▶ **Questions**:
A – From the news report on medical brain drain below, list every number it states, with what each one counts.
B – Answer these questions from the news report on medical brain drain below.
(i) On which television station was Dr Ugwuanyi interviewed?
(ii) What does he say keeps doctors performing their duties?
(iii) What were they told in medical school that someone who wants to be very rich should do?

▶ **Text excerpt**:
★ ★ ★

Former Chairman of the Nigerian Medical Association, NMA, FCT Chapter, Dr Charles Ugwuanyi, says Nigeria’s socioeconomic situation is a strong incentive for medical brain drain.

Dr Ugwuanyi said this on Thursday when he featured in an interview on Arise Television monitored by DAILY POST.

He said this goes beyond the amount of money doctors earn, focusing on the work environment, adding that in the last 7 years, about 20,000 doctors have left Nigeria for jobs abroad.

According to him, Nigeria has less than 40,000 practising doctors for over 200 million people.

“Situating this situation to the peculiarities that we find in the medical industry today, you find out that the Nigerian doctor is faced with a lot of push factors at the local level, and they have quite some attractive pull factors to those climbs where they migrate to.

“The core problem here has to border on the socio economic situation in the country, and also the security challenges. If you look at the socio economic factors, the main thing does not even go beyond the amount of money that they earn.

“It also borders on the work environment. Work environment has to do with job satisfaction. What is the very basic reason someone decides to be a doctor? It is not for you to become a rich man. There’s no doctor who has an ambition to become a very rich man.

“If you want to be a very rich man, we’re told in medical school that you should go and do business or perhaps politics. It is the passion to make someone well that keeps us to continue to perform our duties as doctors, and now we don’t have an enabled environment, where your prey is decaying by the day,” he said.

★ ★ ★

▶ **Data to examine**:
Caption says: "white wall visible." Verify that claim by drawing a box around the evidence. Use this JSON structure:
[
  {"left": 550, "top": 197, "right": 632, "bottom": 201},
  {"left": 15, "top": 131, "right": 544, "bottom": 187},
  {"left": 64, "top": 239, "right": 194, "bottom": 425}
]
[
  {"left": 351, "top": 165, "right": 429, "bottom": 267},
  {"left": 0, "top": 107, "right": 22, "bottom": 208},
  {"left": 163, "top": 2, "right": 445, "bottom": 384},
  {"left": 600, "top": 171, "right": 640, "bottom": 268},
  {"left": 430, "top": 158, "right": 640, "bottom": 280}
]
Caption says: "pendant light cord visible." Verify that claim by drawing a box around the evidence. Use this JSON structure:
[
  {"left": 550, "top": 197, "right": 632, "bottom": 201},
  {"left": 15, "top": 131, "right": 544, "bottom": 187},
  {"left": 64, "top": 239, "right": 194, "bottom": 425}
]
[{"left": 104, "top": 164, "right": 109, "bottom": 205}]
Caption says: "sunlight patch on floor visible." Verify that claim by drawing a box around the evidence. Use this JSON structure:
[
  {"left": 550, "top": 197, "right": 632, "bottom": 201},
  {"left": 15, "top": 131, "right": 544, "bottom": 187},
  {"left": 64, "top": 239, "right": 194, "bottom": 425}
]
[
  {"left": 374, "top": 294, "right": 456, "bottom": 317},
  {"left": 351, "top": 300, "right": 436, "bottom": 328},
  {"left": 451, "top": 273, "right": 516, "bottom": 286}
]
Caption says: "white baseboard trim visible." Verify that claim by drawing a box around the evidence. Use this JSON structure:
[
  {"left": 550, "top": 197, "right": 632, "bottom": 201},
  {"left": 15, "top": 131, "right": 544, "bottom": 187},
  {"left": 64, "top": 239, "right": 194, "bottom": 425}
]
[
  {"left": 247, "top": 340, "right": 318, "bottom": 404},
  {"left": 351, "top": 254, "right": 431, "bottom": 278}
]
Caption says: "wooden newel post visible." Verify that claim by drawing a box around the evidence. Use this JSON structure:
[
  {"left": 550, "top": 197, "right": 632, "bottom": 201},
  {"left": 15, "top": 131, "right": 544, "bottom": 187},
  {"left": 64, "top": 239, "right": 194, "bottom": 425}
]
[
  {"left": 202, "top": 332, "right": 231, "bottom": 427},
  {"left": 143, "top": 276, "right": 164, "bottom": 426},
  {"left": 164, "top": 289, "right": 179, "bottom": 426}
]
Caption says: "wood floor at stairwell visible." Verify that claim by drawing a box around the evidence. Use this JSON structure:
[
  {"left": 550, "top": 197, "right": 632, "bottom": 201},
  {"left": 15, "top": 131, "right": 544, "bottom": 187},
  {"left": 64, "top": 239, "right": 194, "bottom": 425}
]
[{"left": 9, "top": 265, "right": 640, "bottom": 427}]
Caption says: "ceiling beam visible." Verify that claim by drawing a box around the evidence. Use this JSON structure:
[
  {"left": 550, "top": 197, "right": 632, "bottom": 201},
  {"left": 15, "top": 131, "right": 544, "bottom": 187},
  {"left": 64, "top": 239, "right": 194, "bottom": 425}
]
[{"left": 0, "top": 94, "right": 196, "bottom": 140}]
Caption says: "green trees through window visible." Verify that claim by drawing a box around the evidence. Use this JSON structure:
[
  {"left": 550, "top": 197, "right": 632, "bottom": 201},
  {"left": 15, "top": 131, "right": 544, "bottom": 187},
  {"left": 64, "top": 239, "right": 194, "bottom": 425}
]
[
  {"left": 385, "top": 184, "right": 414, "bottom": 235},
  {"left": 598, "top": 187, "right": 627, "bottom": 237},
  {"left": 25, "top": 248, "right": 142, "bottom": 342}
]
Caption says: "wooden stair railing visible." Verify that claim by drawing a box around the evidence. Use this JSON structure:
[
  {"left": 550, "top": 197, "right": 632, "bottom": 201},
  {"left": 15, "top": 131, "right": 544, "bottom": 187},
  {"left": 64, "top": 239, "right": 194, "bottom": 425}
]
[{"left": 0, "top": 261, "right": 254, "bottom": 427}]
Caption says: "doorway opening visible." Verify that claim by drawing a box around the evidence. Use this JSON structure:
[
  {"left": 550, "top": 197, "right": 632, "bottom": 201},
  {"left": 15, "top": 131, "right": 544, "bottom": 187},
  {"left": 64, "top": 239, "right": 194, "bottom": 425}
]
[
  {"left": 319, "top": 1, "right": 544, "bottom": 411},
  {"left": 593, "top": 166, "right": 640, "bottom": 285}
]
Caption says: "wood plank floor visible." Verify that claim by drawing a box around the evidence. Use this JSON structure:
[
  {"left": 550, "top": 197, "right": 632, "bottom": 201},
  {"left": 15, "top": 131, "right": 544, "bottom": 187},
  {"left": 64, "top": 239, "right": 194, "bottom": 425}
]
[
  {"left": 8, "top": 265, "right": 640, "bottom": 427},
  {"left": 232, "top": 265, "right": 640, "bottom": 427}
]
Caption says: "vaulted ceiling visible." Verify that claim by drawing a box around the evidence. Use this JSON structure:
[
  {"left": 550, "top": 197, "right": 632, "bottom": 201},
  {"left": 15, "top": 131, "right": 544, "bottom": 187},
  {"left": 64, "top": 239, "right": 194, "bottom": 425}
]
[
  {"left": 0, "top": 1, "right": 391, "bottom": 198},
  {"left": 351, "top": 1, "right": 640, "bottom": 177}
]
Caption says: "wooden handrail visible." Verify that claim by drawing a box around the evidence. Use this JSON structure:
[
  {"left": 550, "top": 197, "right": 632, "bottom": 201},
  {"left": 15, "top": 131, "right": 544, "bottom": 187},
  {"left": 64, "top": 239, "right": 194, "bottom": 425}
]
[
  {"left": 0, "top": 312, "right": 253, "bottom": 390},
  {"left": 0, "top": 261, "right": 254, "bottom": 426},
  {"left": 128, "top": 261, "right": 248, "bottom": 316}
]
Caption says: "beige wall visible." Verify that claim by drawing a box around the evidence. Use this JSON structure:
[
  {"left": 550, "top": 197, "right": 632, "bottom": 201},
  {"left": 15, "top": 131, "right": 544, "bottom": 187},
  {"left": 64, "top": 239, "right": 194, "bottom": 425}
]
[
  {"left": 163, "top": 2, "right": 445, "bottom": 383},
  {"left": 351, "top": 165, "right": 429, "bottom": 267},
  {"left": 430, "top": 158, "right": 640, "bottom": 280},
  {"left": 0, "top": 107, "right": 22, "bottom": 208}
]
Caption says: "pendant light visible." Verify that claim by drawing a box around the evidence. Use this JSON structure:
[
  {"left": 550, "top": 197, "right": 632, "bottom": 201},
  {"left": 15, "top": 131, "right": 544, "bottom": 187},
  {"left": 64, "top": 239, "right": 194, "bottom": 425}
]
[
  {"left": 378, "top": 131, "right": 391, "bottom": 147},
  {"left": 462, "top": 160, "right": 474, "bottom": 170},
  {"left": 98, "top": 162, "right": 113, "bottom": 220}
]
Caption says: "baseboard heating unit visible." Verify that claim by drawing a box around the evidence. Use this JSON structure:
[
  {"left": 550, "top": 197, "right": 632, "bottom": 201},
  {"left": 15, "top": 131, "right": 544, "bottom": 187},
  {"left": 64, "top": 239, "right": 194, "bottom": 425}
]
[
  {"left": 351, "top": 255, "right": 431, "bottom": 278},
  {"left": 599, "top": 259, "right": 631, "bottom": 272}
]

★ ★ ★

▶ **Solution set**:
A –
- 7: the years over which doctors have left Nigeria
- about 20,000: doctors who left Nigeria for jobs abroad in that time
- less than 40,000: practising doctors in Nigeria
- over 200 million: people in Nigeria

B –
(i) Arise Television
(ii) The passion to make someone well
(iii) Go and do business, or perhaps politics